━━━ EXTRACTED TEXT

# Does yellow hair come with age?



## dannieboiz (Oct 7, 2008)

Raskal is almost 2.5 yrs old, I've always use Groomer's Blend Ultra White and use Oatmeal condition after every bath. We bathe him as he gets dirty but on average once every 2 to 3 weeks. 

Amazon.com: Groomer's Blend Ultra White Dog Shampoo 17 oz.: Home & Garden: Reviews, Prices & more

Amazon.com: Synergy Groomer's Blend Oatmeal Protein Shampoo, 17.3 Ounce: Kitchen & Dining. 

His diet has always been the same since he turned 5 months old he's feed with Costco rotisserie chicken and rice. 

For about 3 months now we've put him on Frontline cause he was infested with some nasty fleas from our neighbor's cats. 

After I bathe him today, I thought his hair looks a shade or two yellower than what I remembered. 

Does anyone have any suggestions? Perhaps it's Front line or is it common as he age?


----------



## bellaratamaltese (May 24, 2006)

Personally, i don't like using a whitening shampoo every time I bathe my dogs. In fact, I rarely use one. That might be part of the problem. I would try using a clarifying shampoo next time you bathe and see if that helps. I have one dog that can look yellow with certain products and I think it was my 'yellow' colored shampoo/conditoner that I was using on her. 

Sounds like you are taking great care of Raskal!! I'm going to go see if you posted any pics of him - I can't remember seeing any!


----------



## dannieboiz (Oct 7, 2008)

I don't believe I've ever post any photo of him. Here's one out of my phone taken in front of a Starbucks a few weeks ago. He have that looks when he gets too much caffeine. :w00t:


----------



## Ladysmom (Oct 19, 2004)

Raskal is gorgeous and has a very white coat IMO!

I think Maltese come in many shades of white. Some are ice white, some creamy white, etc.

I rarely use a whitening shampoo on Lady, but when I do I like All Systems whitening shampoo. I also tried Matrix So Silver years ago when someone here suggested it and it worked great.

Whitening shampoos really dry the coat out so make sure you don't use them too often and condition a lot.


----------



## dannieboiz (Oct 7, 2008)

I had my sister in law dog sit him for a few days and she bathe him with some other shampoo that she used on her american bulldog I immediately saw the difference and had to get a bottle of what i useand leave at her house so it doesn't happen again if we ever left him there and she needed to bathe him. 

What type of clarifying shampoo do you use? 

At the beginning I tried a few different brands of shampoo and this works out the best for him IMO. Also the conditioner makes a tremendous difference, makes his hair soft and puffy. Comparing him to my sister's 5 years old (his father) his hair is soft and fluffy while his dad's hair is straight and flat. I keep in touch with a lot of his sibling's owner and they are all impress with Raskal's hair. I try not to fix it if it ain't broken, get my drift? 

Here's another photo of the little guy, his hair appears whiter. I hope I'm just over reacting and the color difference is due to the surrounding lights.

━━━━━━
━━━ DATA SECTION

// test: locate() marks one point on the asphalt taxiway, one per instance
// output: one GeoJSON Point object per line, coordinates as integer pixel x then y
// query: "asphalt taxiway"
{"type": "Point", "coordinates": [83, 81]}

━━━━━━

TASK REQUIREMENTS:
#1 Print the passage of the thread about the dog's yellowing hair from "For about 3" up to and including "(May 24, 2006)".
#2 Give what follows the last post in the thread about the dog's yellowing hair.
The lines above are material apart from the forum thread on a Maltese's coat turning yellow.

ANSWERS BY TASK:
#1
For about 3 months now we've put him on Frontline cause he was infested with some nasty fleas from our neighbor's cats. 

After I bathe him today, I thought his hair looks a shade or two yellower than what I remembered. 

Does anyone have any suggestions? Perhaps it's Front line or is it common as he age?


----------



## bellaratamaltese (May 24, 2006)

#2
----------



## iheartbisou (Feb 13, 2007)

I don't think your dog's coat looks yellow at all.


----------



## k/c mom (Oct 9, 2004)

Just wondering if all he eats is the chicken and rice? And I assume he doesn't eat the skin of the chicken with its fat and spices? I don't do home cooking for my pups but it seems like, from what I've read here, that his diet isn't balanced.

Here are some threads you might want to read.
http://spoiledmaltese.com/forum/60-...ookers-can-you-please-post-what-you-feed.html

http://spoiledmaltese.com/forum/60-...8728-homecookers-do-i-need-multi-vitamin.html

And of course, what not to feed!
http://spoiledmaltese.com/forum/60-...640-people-food-not-feed-our-malts-aspca.html


----------



## bellaratamaltese (May 24, 2006)

k/c mom said:


> Just wondering if all he eats is the chicken and rice? And I assume he doesn't eat the skin of the chicken with its fat and spices? I don't do home cooking for my pups but it seems like, from what I've read here, that his diet isn't balanced.
> 
> Here are some threads you might want to read.
> http://spoiledmaltese.com/forum/60-...ookers-can-you-please-post-what-you-feed.html
> ...



I was thinking that too, that maybe the diet was too limited. I don't home feed either but I thought it was more than just chicken and rice. 

Also, how did his testicle issue from last year turn out? 

I also agree - he doesn't look yellow to me either.


----------



## vjw (Dec 20, 2006)

I think I might know EXACTLY why Raskal is yellow! It's very likely the SynergyLabs shampoo.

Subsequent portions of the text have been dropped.